(PASSAGE TO READ)
By that definition, Louis XIV, Peter the Great and Herr Autobahn himself were “progressives.”  But that is not what the word means in U.S. political history.  In terms of this country’s historical traditions, “progressivism” has a defined ideological meaning which neither Clinton nor Obama meet.

By the end of the 19th century, it was obvious to most disinterested people that laissez faire capitalism was corrosive to civil society and that economic individualism had to be replaced with mechanisms of economic responsibility.

Voices as disparate as Bismarck’s and Pope Leo X called for an end to predatory capitalism and for measures that would guarantee the economic security and social welfare of the working class.  As Bismarck stated,

The real grievance of the worker is the insecurity of his existence;... If he falls into poverty, even if only through a prolonged illness, he is then completely helpless, left to his own devices,

Before century’s close, Germany had enacted health insurance (1883), accident insurance (1884)  old age and disability (1889) and  worker protections (1891). These were of course first steps but significant enough that the flow of German emmigration to America was stopped.

Why should not the labor soldier receive
a pension as much as the veteran?

(DATA SHOWN)
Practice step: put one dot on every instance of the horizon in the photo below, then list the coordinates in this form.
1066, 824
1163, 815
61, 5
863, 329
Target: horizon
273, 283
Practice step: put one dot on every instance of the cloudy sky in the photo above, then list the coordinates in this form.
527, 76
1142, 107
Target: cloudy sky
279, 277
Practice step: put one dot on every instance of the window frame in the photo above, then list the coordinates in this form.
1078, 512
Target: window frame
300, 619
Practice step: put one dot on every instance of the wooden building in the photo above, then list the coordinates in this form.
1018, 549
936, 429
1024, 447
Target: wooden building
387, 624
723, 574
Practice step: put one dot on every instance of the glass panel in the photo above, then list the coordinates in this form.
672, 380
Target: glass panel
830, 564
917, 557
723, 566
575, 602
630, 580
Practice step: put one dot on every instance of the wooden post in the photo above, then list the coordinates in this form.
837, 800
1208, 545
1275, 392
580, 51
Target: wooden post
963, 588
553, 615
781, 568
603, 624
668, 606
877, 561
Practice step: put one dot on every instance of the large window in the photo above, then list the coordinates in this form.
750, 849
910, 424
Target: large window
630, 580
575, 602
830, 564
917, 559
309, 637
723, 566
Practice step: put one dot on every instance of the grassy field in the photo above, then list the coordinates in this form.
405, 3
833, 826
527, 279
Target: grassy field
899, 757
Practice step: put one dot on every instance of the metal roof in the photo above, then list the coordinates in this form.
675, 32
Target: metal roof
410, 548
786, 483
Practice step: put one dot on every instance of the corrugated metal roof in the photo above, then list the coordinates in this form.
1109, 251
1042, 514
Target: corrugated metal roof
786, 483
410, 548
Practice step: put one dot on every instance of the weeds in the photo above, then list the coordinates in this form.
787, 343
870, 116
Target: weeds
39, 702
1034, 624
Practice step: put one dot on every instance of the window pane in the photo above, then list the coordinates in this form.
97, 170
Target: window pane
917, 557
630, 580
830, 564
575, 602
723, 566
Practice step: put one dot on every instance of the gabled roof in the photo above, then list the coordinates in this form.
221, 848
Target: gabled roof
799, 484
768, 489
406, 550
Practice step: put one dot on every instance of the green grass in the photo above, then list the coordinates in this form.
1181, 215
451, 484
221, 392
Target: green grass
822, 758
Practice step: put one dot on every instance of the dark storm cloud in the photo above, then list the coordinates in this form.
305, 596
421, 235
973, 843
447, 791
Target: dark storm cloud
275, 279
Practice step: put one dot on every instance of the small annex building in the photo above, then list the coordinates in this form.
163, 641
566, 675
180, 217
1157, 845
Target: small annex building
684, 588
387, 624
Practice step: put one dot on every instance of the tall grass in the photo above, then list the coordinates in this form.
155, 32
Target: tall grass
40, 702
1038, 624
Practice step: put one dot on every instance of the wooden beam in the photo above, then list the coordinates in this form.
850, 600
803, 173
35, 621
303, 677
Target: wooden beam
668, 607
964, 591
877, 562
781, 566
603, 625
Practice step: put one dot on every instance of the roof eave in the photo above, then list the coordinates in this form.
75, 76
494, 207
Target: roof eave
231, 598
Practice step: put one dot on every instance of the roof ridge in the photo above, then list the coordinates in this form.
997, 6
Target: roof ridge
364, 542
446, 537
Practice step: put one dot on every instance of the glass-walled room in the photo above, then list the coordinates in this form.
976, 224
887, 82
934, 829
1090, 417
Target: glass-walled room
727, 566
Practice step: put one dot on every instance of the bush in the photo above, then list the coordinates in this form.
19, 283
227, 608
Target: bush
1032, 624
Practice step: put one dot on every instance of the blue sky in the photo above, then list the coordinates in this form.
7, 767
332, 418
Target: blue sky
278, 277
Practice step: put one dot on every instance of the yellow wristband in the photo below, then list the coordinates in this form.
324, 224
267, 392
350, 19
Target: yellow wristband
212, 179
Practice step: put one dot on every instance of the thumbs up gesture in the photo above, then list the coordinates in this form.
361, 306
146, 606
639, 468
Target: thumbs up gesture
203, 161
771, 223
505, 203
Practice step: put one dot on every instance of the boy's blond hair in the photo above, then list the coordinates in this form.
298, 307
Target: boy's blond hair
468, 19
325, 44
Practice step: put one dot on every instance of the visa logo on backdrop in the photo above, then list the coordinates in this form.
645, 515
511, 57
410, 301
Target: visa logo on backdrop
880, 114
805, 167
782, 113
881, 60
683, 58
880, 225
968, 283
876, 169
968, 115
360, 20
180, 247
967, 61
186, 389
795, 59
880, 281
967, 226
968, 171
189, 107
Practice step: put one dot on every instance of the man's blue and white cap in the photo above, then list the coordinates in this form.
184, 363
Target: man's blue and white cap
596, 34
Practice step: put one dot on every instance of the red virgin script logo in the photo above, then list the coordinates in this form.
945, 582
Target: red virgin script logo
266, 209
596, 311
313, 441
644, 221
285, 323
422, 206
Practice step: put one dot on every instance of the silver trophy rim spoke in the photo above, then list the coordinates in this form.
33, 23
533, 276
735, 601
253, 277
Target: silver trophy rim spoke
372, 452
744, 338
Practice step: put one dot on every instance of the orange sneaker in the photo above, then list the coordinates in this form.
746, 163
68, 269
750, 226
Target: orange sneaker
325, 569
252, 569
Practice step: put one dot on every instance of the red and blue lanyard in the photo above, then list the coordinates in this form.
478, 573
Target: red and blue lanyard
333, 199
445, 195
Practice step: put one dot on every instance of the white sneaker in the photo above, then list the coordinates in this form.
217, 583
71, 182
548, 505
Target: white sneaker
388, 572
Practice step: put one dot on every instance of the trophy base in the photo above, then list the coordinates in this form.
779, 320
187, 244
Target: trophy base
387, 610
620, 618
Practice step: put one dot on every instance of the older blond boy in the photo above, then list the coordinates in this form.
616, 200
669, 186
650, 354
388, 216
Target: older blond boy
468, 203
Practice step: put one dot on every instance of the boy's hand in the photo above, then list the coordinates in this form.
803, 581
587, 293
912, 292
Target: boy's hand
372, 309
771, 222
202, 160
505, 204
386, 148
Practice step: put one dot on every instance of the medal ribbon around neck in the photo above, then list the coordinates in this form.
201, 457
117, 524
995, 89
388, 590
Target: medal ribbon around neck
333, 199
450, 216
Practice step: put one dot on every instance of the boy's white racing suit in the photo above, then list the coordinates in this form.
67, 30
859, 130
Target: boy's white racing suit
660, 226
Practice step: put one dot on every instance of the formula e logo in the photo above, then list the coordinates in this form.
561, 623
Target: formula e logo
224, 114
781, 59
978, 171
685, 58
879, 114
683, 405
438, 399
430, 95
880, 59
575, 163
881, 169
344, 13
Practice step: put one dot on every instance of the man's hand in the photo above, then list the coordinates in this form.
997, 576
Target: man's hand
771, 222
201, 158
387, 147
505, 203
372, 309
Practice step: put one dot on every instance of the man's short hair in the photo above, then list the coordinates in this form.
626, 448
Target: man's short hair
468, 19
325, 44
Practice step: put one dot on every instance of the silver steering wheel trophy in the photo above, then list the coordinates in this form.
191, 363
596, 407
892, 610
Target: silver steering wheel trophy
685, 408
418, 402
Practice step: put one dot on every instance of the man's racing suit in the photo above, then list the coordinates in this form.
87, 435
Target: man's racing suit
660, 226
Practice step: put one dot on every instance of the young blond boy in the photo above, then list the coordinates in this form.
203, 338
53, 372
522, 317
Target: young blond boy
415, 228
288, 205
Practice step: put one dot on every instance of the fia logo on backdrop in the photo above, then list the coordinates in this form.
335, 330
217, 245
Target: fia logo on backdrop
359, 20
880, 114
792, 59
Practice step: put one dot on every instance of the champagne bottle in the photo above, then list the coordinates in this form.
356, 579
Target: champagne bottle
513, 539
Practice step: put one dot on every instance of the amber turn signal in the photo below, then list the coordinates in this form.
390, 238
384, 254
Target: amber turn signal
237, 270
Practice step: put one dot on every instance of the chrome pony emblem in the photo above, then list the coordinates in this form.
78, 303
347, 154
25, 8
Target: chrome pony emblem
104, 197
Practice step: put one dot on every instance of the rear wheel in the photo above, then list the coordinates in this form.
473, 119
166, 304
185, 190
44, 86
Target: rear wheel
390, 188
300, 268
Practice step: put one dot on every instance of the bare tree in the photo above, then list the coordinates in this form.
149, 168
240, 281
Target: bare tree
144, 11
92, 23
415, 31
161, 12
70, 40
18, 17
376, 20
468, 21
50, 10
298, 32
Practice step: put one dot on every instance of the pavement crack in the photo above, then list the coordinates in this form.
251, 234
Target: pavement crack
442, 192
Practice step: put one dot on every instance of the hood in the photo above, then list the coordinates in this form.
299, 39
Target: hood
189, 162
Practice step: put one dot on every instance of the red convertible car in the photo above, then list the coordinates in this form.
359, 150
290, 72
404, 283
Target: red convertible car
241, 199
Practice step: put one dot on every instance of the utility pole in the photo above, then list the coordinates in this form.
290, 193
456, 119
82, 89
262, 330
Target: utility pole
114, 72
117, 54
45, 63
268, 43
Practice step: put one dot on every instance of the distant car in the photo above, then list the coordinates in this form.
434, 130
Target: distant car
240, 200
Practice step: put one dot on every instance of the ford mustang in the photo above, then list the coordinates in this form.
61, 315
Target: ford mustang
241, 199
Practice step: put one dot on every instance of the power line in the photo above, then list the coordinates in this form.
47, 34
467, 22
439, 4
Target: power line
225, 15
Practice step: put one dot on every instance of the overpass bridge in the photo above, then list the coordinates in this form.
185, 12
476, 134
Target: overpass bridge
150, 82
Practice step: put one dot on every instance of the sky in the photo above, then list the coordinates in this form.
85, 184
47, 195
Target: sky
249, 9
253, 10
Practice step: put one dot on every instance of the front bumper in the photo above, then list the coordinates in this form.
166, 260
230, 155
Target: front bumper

(PROBLEMS TO SOLVE)
[1] In the passage on progressivism, in what year does it say Germany enacted accident insurance?
[2] Count the lines of the records that contain the string "hood", matching case exactly. Give only the number.

(ANSWERS GIVEN)
[1] 1884

[2] 2